▶ [AIM OF THE TASK]: Copy, from the entries below, each line where the word "shirt" can be found.

▶ [EXERCISE INPUT]:
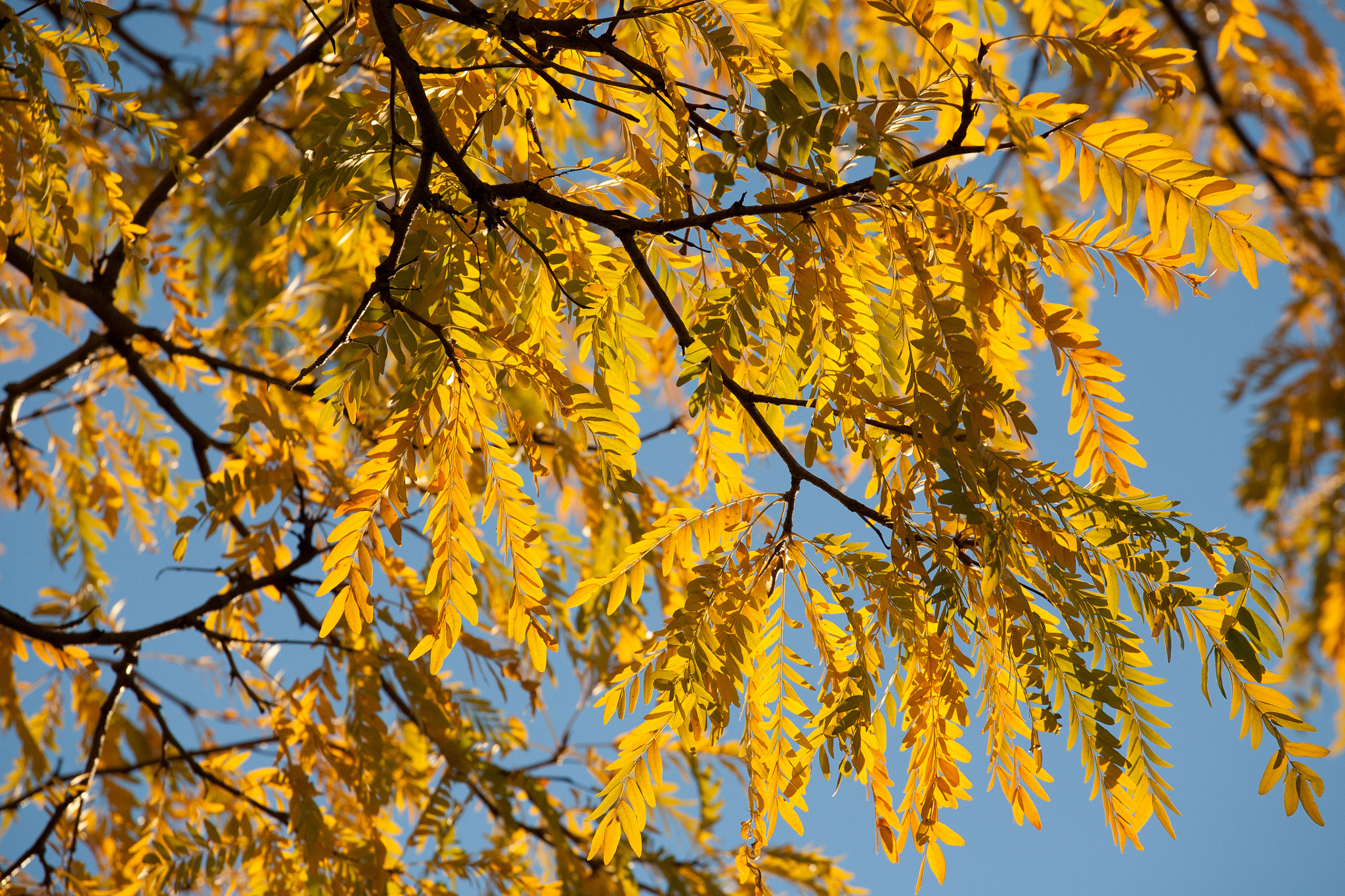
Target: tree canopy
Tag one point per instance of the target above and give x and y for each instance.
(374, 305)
--
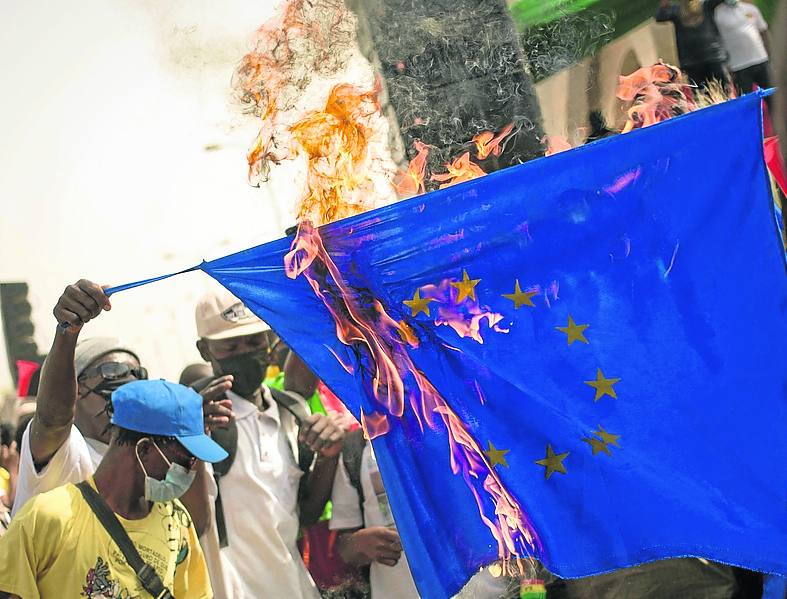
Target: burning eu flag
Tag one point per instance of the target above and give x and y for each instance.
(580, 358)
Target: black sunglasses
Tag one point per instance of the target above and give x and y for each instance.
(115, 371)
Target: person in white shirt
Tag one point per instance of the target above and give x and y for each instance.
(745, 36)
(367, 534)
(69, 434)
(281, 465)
* * *
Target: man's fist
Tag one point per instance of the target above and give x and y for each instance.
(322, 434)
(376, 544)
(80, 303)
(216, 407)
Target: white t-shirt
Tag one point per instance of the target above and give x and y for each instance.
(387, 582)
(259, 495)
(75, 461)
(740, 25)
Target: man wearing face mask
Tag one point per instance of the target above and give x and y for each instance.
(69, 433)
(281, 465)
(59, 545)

▶ [YOUR SOLUTION]:
Target: person in white shirt
Target: white t-shirt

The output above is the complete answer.